INSTRUCTION = Quote the listing below in its entirety, omitting every image.

##### PROVIDED ENTRIES

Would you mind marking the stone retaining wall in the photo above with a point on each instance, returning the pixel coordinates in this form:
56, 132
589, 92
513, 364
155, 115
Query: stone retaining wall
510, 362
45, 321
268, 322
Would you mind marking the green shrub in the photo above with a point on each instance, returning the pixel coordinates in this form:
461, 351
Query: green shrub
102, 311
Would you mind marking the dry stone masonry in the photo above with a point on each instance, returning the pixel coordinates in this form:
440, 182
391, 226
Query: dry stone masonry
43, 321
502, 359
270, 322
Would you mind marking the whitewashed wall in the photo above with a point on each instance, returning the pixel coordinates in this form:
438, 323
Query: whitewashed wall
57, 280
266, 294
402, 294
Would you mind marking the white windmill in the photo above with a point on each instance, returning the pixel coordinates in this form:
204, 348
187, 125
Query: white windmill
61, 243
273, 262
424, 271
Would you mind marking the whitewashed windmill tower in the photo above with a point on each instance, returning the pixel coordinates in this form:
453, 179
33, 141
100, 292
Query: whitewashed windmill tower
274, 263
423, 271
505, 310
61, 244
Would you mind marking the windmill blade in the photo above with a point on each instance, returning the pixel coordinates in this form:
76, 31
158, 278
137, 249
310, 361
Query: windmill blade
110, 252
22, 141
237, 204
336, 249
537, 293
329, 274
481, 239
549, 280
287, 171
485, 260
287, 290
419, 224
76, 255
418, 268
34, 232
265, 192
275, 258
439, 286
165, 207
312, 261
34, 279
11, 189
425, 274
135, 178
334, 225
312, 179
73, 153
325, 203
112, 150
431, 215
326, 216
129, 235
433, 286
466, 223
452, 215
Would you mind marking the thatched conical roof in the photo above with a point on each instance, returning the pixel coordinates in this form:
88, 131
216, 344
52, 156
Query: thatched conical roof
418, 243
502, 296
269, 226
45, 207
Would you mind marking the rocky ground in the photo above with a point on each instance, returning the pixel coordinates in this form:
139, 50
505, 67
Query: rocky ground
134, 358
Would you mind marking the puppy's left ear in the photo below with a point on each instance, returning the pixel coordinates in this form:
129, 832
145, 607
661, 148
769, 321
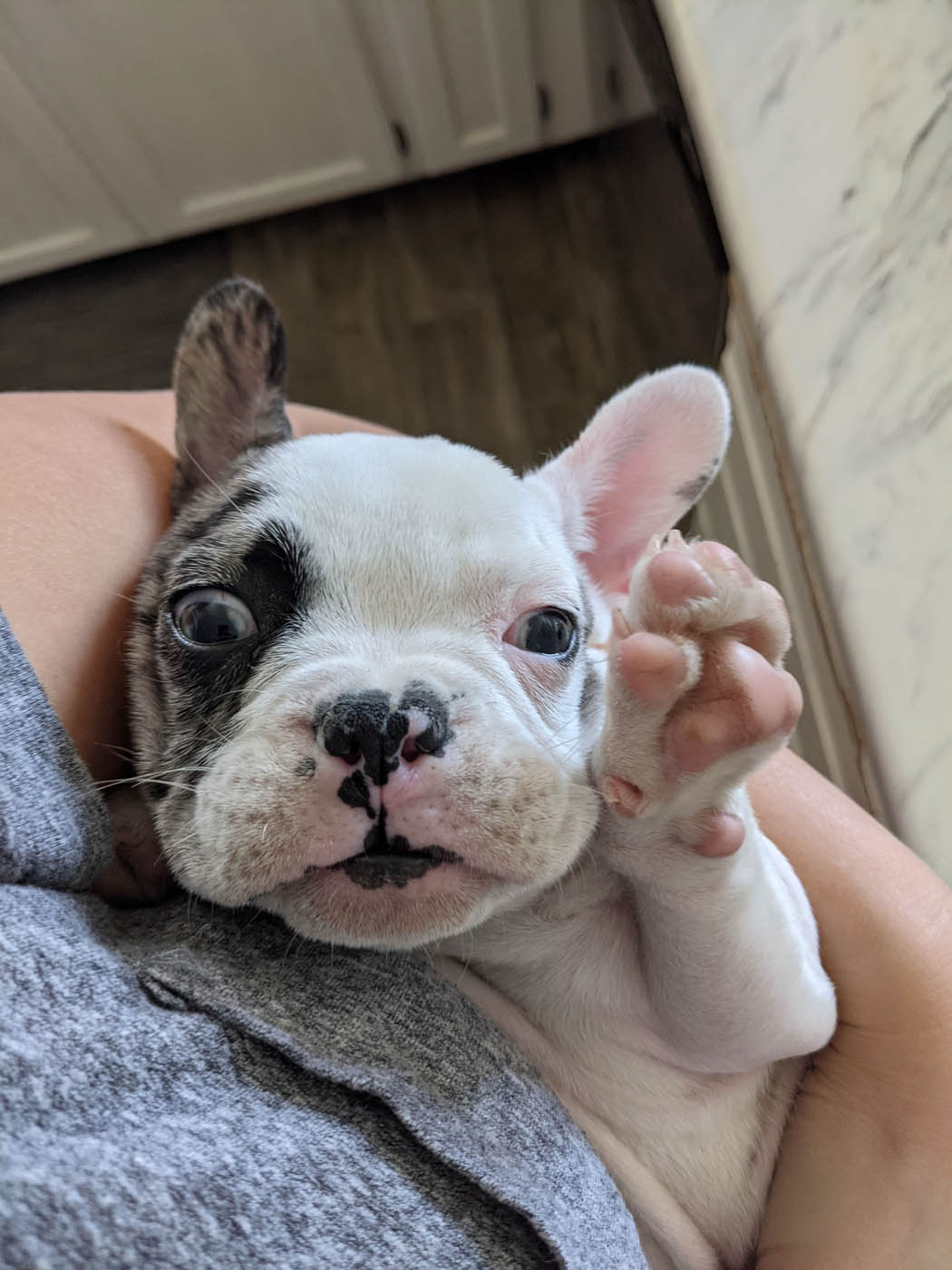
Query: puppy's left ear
228, 381
647, 456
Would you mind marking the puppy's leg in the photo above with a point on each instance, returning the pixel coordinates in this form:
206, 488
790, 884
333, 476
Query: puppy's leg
137, 874
695, 700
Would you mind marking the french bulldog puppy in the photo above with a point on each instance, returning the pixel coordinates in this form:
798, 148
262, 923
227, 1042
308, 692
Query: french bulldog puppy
403, 698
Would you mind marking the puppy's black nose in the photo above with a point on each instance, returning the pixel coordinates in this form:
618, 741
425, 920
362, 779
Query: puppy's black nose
362, 726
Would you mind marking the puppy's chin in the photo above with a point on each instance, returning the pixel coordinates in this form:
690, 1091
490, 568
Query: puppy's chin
447, 899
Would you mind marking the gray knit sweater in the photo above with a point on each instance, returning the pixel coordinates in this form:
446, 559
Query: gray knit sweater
190, 1088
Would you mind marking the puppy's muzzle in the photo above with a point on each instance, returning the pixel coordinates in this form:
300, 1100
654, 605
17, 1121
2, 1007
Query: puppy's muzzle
364, 728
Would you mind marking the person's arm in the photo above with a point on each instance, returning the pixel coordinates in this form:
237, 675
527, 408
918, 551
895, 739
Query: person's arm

##########

COMPLETE RESPONSE =
Would you mind marking the stone retaining wall in the photo above with a point on each instance, returning the pixel coordinates in this form:
56, 132
589, 92
513, 364
155, 115
Query: stone retaining wall
510, 362
45, 321
268, 322
Would you mind marking the green shrub in the photo above with a point on each instance, returning the pixel coordinates in this form:
461, 351
Query: green shrub
102, 311
Would you mind marking the dry stone masonry in the photo above with a point on each instance, returning the pixel coordinates in this form:
440, 182
391, 226
Query: dry stone masonry
43, 321
502, 359
270, 322
Would you mind marking the whitewashed wall in the photo above with a point on each instance, returning the pixel coordinates in this form:
438, 323
Query: whitewashed wall
57, 280
266, 294
402, 294
Would you mind marking the white windmill in the photo above with a point on each instance, returning the pixel coordinates in this form:
204, 348
187, 125
Query: white windmill
61, 243
273, 262
424, 271
Would you mind marking the whitewashed windmill tower in the photo above with a point on each instance, returning the pixel coordinates in this form:
453, 179
33, 141
100, 292
Query: whitewashed windmill tower
274, 263
423, 271
505, 310
61, 244
Would you mind marking the windmill blade in the photo above with a point on each instance, returning the pixel coordinates in this form:
76, 31
158, 278
137, 249
310, 361
Query: windmill blade
110, 252
22, 141
237, 204
336, 249
537, 293
329, 274
481, 239
549, 280
287, 171
485, 260
287, 290
419, 224
76, 255
418, 268
34, 232
265, 192
275, 258
439, 286
165, 207
312, 261
34, 279
11, 189
425, 274
135, 178
334, 225
312, 179
73, 153
325, 203
112, 150
431, 215
326, 216
129, 235
433, 286
466, 223
452, 215
Would you mind marking the thatched conical roof in the photo above with a point on each instance, returning the pixel coordinates in this form:
88, 131
216, 344
52, 156
Query: thatched conical roof
418, 243
502, 296
269, 226
45, 207
Would you mind marking the rocky ground in the photo above with a point on each instance, returning the pixel coordinates in this form:
139, 50
505, 67
Query: rocky ground
134, 358
Would you mind marking the puppy's left ear in the photo below with a point on each instance, returning the pixel coordinates in this form:
129, 832
145, 607
661, 148
769, 321
Query: puppy's left ear
228, 381
647, 456
Would you mind marking the puppy's leg in the photo above with a point on each instance, returning the pixel coordinates in this form:
206, 488
790, 884
333, 476
Query: puppy's leg
137, 874
695, 700
Would you mind marking the french bulldog puppy in the photo above with a point on each instance, returning the pixel coordinates in this form:
798, 148
262, 923
227, 1042
308, 692
Query: french bulldog puppy
403, 698
Would you mind marking the puppy's black nose in the photo above with a point on each instance, returning the pixel coordinates in this form:
618, 741
425, 920
362, 779
Query: puppy's black nose
362, 726
Would you mind marking the puppy's chin in the photo above with a point on each instance, returning the pixel coordinates in this form:
690, 1091
490, 568
Query: puppy's chin
447, 899
Would you mind marking the gray knit sweater in the photo above with a point on each instance, returning the pixel coordinates in this form:
446, 559
Query: gray knit sweater
190, 1088
Would you mind marking the puppy's muzzle in the photo above with a point on each instance, returning the pixel coordinates in this form:
300, 1100
654, 605
17, 1121
2, 1007
Query: puppy's muzzle
364, 728
Would you mind marking the person's arm in the photo above with a point on each instance, returning the pixel coordinates in this form:
237, 675
527, 408
918, 551
895, 739
Query: person's arm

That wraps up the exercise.